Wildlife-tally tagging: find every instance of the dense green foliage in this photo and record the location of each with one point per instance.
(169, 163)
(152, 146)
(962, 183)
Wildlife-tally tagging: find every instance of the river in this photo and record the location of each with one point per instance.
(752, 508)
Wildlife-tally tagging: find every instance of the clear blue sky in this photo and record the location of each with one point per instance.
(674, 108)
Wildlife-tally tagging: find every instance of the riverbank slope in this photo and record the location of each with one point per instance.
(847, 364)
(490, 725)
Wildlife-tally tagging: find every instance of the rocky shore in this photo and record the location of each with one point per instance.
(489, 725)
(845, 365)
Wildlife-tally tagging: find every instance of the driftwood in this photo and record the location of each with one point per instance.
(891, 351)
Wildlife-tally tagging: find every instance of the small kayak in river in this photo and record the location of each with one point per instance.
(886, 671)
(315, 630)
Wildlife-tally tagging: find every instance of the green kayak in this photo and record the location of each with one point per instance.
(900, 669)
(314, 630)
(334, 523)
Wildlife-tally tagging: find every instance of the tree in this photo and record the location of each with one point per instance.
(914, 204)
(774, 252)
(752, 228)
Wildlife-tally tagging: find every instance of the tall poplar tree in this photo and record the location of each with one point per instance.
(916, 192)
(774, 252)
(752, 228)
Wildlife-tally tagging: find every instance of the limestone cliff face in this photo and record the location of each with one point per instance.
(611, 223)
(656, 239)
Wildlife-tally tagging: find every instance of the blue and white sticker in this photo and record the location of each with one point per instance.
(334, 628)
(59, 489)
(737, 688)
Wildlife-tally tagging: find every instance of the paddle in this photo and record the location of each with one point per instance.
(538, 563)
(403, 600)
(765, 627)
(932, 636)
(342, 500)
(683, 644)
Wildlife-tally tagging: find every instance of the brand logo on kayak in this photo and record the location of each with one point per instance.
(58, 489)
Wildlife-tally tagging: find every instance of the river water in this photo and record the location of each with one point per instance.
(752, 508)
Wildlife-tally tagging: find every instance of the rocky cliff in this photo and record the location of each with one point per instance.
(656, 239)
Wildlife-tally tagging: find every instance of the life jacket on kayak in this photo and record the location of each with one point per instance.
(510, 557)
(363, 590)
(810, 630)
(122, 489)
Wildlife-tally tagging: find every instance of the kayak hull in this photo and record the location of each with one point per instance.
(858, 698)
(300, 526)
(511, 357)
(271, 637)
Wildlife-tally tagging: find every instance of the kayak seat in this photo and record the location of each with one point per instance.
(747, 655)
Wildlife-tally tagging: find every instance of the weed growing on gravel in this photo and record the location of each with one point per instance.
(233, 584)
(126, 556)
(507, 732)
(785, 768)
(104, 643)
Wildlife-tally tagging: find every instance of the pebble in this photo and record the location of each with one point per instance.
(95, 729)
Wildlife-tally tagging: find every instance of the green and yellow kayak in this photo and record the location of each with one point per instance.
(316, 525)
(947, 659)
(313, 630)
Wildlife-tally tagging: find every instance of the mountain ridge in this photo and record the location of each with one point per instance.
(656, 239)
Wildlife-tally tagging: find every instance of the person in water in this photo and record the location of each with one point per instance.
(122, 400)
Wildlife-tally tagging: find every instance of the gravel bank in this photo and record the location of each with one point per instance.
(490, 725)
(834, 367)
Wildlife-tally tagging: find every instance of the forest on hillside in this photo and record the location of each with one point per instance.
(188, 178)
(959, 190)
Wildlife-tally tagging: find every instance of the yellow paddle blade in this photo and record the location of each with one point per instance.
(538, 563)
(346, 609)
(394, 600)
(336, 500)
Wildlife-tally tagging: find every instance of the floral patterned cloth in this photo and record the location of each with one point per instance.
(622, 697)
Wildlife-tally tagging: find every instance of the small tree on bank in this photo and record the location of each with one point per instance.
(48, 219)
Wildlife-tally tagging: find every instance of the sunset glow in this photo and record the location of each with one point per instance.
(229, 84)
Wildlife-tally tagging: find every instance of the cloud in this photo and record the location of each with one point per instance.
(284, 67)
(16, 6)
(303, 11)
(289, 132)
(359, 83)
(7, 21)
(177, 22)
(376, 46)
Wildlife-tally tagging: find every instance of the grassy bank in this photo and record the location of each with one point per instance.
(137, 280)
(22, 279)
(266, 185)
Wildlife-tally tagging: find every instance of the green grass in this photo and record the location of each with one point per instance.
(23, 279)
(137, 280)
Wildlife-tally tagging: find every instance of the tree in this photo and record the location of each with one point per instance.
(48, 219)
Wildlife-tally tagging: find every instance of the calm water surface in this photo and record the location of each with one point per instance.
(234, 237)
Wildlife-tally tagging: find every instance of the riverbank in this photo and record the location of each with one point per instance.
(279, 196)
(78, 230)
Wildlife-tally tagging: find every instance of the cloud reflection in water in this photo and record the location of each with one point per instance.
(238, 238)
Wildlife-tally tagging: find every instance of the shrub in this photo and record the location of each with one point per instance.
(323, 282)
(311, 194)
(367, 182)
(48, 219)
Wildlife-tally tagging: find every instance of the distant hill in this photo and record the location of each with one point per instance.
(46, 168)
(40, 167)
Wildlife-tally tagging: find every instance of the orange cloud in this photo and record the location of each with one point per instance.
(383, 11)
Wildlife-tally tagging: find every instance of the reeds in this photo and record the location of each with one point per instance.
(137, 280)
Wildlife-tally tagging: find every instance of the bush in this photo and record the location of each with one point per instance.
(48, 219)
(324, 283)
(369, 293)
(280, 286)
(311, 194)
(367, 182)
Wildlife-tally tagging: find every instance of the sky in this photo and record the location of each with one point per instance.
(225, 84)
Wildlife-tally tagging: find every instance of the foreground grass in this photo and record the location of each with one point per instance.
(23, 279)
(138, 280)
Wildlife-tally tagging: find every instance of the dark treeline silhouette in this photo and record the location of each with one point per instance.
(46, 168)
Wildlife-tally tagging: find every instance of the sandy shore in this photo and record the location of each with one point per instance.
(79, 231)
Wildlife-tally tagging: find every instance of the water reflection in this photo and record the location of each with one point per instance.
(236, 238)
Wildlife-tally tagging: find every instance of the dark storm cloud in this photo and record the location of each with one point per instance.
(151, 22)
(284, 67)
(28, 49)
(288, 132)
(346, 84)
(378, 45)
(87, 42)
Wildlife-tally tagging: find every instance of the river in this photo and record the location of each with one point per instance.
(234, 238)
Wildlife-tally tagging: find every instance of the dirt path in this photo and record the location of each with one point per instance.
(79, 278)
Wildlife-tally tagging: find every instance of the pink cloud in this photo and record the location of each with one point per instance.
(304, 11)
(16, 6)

**BRIEF**
From the first line to the last, retype the data exactly.

**FINAL RESULT**
Wildlife-tally tagging: find every instance of the dense green foliage in this photo and record the location of each with one point per instance.
(169, 163)
(152, 146)
(962, 183)
Wildlife-tally tagging: find every instance of the river in this photo and record the location of each with one point per instance.
(752, 508)
Wildlife-tally tagging: find every instance of the clear blue sky in this photo and record the location of each with one point per instance.
(674, 108)
Wildlife-tally tagging: find every instance of the riverbank slope in this photo and record the location of each with one point per instance.
(847, 364)
(490, 725)
Wildlife-tally tagging: find every instance of the rocky shore in this photo and record the location of each with one point per instance.
(489, 725)
(845, 365)
Wildlife-tally tagging: find every instance of the driftwood in this photo and record the location of each with one point per instance.
(891, 351)
Wildlife-tally tagging: find every instance of the small kayak in river in this photo and record the location of each with one point per instance.
(886, 671)
(315, 630)
Wildlife-tally tagging: find every instance of the green kayak in this photo and record the location of each with one point per instance.
(900, 669)
(314, 630)
(334, 523)
Wildlife-tally tagging: find every instance of the tree in this photo and record the location of each with one point per instance.
(914, 204)
(774, 252)
(752, 228)
Wildlife-tally tagging: find every instance of the tall poplar tree in this photo and record the location of each with one point per instance.
(916, 192)
(774, 252)
(752, 228)
Wildlife-tally tagging: find every instance of the limestone cliff face in this photo and record the location of each with one point per instance.
(611, 223)
(656, 239)
Wildlife-tally tagging: find every instance of the blue and white sticker in this photo and record the location of each with one point per instance.
(334, 628)
(59, 489)
(737, 688)
Wildlife-tally tagging: find every instance of the paddle in this photo and record the location of each with one point per instance.
(538, 563)
(403, 600)
(765, 627)
(932, 636)
(342, 500)
(683, 644)
Wildlife-tally tagging: find every instance of the brand logo on kayak in this photo and record the location of each with one point per instance.
(58, 489)
Wildlife-tally tagging: find every instance of the river water in this photo and record the location of each with one point per instance.
(752, 508)
Wildlife-tally tagging: find every instance of the rocky cliff in this photo and record the location of each with one point per instance.
(656, 239)
Wildlife-tally tagging: find every instance of the life jacket on kayak in this photo and record the location of each with one point per instance.
(510, 557)
(363, 590)
(810, 630)
(122, 489)
Wildlife-tally tagging: find every instance of the kayak hull in this photo and record the location of each with one point per instance.
(858, 698)
(300, 526)
(511, 357)
(271, 637)
Wildlife-tally tagging: find every instance of the kayak seat in this photo and record the location of each with one point per instance.
(747, 655)
Wildlife-tally tagging: find every instance of the weed growing on gravel in this photo and record the location of each with one point per instance.
(233, 584)
(126, 556)
(507, 732)
(785, 768)
(104, 643)
Wildlife-tally tagging: find every instance of the pebble in this photo and record the location of each with one point per instance.
(95, 729)
Wildlife-tally tagging: find every instance of the green and yellow kayak in this photo and record the location of each with one point per instance.
(316, 525)
(947, 659)
(313, 630)
Wildlife-tally tagging: find every instance of the mountain ridge in this photo and record the location of each with one point per instance.
(656, 239)
Wildlife-tally tagging: find every instance of the person in water in this photo and record the location of each with one point per instance.
(122, 400)
Wildlife-tally tagging: find every instance of the gravel bank in this photo and record the location of each with one point per instance.
(490, 725)
(834, 367)
Wildlife-tally tagging: find every instance of the forest on hillside in this photo and record the location of each with one point per instance.
(188, 178)
(959, 190)
Wildlife-tally tagging: find every instance of the yellow paddle blade in this photo and record the location of each with one point per instance.
(538, 563)
(346, 609)
(394, 600)
(336, 500)
Wildlife-tally tagging: find every instance of the floral patterned cloth in this photo and record the location of each with one point per instance.
(622, 697)
Wildlife-tally tagging: find every instance of the small tree on bank in this photo and record the location of each with one point per instance.
(48, 219)
Wildlife-tally tagging: find every instance of the sunset glow in this photo and record the location of each with one point per instance.
(229, 84)
Wildlife-tally tagging: find every instance of the cloud in this photo and record the location of each with one point per instance.
(284, 67)
(16, 6)
(303, 11)
(289, 132)
(359, 83)
(7, 21)
(177, 22)
(376, 46)
Wildlife-tally tagging: find every instance of the grassy bank in this photo and record the location of each with one point per instance.
(137, 280)
(22, 279)
(266, 185)
Wildlife-tally tagging: find every instance of the green grass in this photo and record the location of each with one point per instance.
(23, 279)
(137, 280)
Wildlife-tally tagging: find every instance of the tree in this photo and record the location of each with one point per instance.
(48, 219)
Wildlife-tally tagging: find every instance of the calm water surface in this photo and record the location of each with one point per instance.
(234, 237)
Wildlife-tally tagging: find every instance of the riverbank in this photo and record the location of each with one point per instance.
(279, 196)
(78, 230)
Wildlife-tally tagging: find every instance of the cloud reflection in water in this photo and record the location of each with one point per instance.
(238, 238)
Wildlife-tally tagging: find every instance of the shrub in this photo and record the location of each with one point per instance.
(323, 282)
(311, 194)
(367, 182)
(48, 219)
Wildlife-tally tagging: find every instance of the distant hill in this photo and record the location of each with one point per instance.
(46, 168)
(40, 167)
Wildlife-tally tagging: find every instance of the orange cloud in this photo and record the location of each with one point per instance.
(383, 11)
Wildlife-tally tagging: find every instance of the reeds in this photo and record the location of each with one point per instance.
(137, 280)
Wildlife-tally tagging: find every instance of the bush in this photo and record the location of each with one point per instance.
(48, 219)
(324, 283)
(369, 293)
(280, 286)
(311, 194)
(367, 182)
Wildlife-tally tagging: find every instance of the sky in this photo and record the location of each with one point per instance.
(225, 84)
Wildlife-tally tagging: find every instance of the foreground grass in this photo and record the location of each with one point per instance.
(23, 279)
(138, 280)
Wildlife-tally tagging: find every instance of the dark treeline silhouette in this photo and record the location of each with one point per instance.
(46, 168)
Wildlife-tally tagging: find every instance of the sandy shore in this photo and record the location of each with one point per instance.
(79, 231)
Wildlife-tally tagging: find every instance of the water reflection in this photo and record the location of each with one point per instance.
(236, 238)
Wildlife-tally tagging: find every instance of the dark storm cloud in this photo and record the location of each with one point per instance.
(151, 22)
(284, 67)
(28, 49)
(288, 132)
(346, 84)
(378, 45)
(87, 42)
Wildlife-tally tagging: find every instance of the river in this photo and record the location of each with one point per instance.
(234, 238)
Wildlife-tally tagging: find every instance of the dirt path in this photo and record the location of each with one point per instance.
(79, 278)
Wildlife-tally tagging: find every instance of the pink cloud in this photo and record the location of each with one point per instance.
(304, 11)
(16, 6)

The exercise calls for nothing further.